→ Verilen metin
---
Ekibinizdeki arkadaşların yetkinliklerini artıracak, çoğunlukla tekrar eden, sorumluluğu tamamen devredebileceğiniz ve belli bir uzaklıktan takip ve kontrol edebileceğiniz işleri delege etmenizi öneririm.
Kime Delege Edeceksiniz?
Delege etme sürecinin başarıya ulaşması için doğru kişiyi görevlendirmeniz gerekir. Ekibinizdeki çalışanları düşünün, yetenekleri ve ilgi alanları ile uyumlu ve yeni şeyler öğrenme isteği yüksek olan çalışanlarınızı değerlendirip bir karara varın. Eğer işi yapabilir, ilgili ve koçluk verilebilir durumda iseler, işi sonuna kadar başarıyla götürme ihtimalleri artacaktır.
Genç çalışanlarımız görünmek, projelerde iz bırakmak, bireysel olarak başarmak istiyorlar ve onlara bu hazzı ancak doğru delegasyon ile sağlayabiliriz. Bir çalışanın “gerçek” yaklaşımı ancak bir işi “tamamıyla” üstlendiği zaman görülebilir.
Süreci Paylaşma
Bu aşamada çalışanın deneyimine ve becerisine göre bir derinlik belirleyerek yapılacak işin ayrıntılarını paylaşınız. Bu aşamada düşündüğünüzden daha fazla zaman ayırmanız gerekebilir, bence bu zaman geleceğe yatırım olarak düşünülebilir. Özellikle bu devretmekte olduğunuz işle ilgili daha önce yaşanmış olaylar üzerinden püf noktalarını ve dikkat edilmesi gereken konuları iletebilirsiniz.
Kritik iki boyut işin çerçevesi ve bitirme zamanıdır. Bu konuda net olmanızı öneririm.
---
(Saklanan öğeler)
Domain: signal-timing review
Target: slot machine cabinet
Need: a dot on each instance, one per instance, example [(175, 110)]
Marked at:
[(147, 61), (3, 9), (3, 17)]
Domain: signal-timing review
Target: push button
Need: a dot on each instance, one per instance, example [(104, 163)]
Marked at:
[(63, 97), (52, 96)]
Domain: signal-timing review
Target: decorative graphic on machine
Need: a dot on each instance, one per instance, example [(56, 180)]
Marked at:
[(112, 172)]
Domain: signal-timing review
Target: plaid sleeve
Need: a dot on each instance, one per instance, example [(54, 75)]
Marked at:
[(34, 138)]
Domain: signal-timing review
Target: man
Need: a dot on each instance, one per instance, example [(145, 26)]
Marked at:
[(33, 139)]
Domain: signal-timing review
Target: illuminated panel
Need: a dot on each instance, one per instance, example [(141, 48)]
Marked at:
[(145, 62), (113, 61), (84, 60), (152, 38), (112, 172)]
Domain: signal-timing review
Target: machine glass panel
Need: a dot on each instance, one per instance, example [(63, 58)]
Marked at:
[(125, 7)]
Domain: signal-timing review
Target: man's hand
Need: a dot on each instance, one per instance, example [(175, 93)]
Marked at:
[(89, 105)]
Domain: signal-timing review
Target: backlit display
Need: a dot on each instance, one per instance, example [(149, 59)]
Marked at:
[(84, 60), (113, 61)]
---
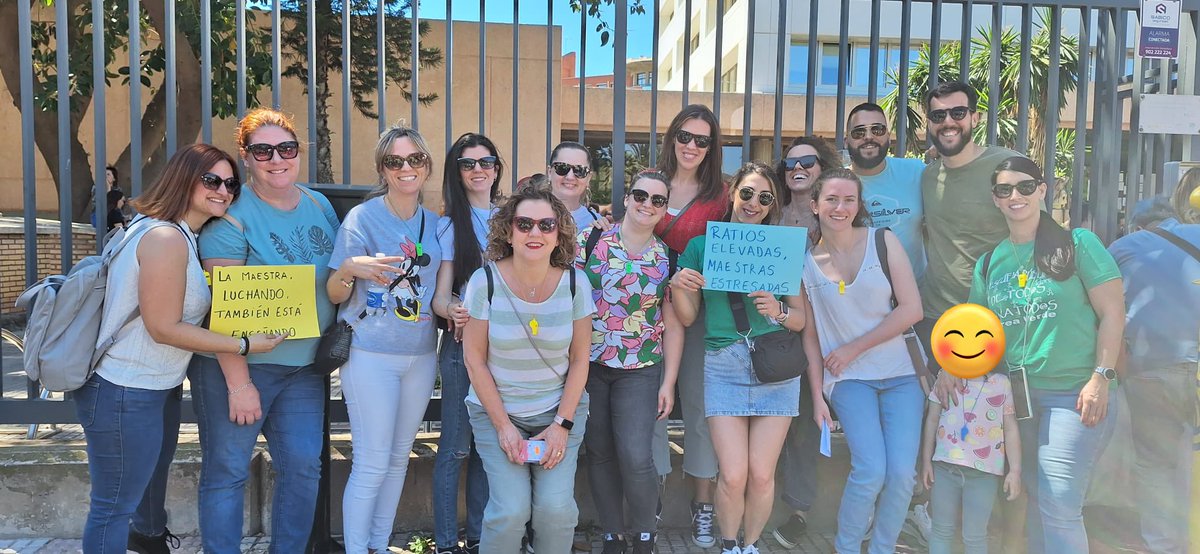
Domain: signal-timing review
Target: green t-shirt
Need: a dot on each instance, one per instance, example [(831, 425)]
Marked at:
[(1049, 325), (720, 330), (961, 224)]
---
→ Yönerge
Delegasyon hakkındaki yazıda "Ekibinizdeki arkadaşların yetkinliklerini" ifadesinden "götürme ihtimalleri artacaktır." ifadesine kadar olan bölümü kelimesi kelimesine aktarın. Listeye başvurmanız gerekmiyor.

→ Görevin çözümü
Ekibinizdeki arkadaşların yetkinliklerini artıracak, çoğunlukla tekrar eden, sorumluluğu tamamen devredebileceğiniz ve belli bir uzaklıktan takip ve kontrol edebileceğiniz işleri delege etmenizi öneririm.
Kime Delege Edeceksiniz?
Delege etme sürecinin başarıya ulaşması için doğru kişiyi görevlendirmeniz gerekir. Ekibinizdeki çalışanları düşünün, yetenekleri ve ilgi alanları ile uyumlu ve yeni şeyler öğrenme isteği yüksek olan çalışanlarınızı değerlendirip bir karara varın. Eğer işi yapabilir, ilgili ve koçluk verilebilir durumda iseler, işi sonuna kadar başarıyla götürme ihtimalleri artacaktır.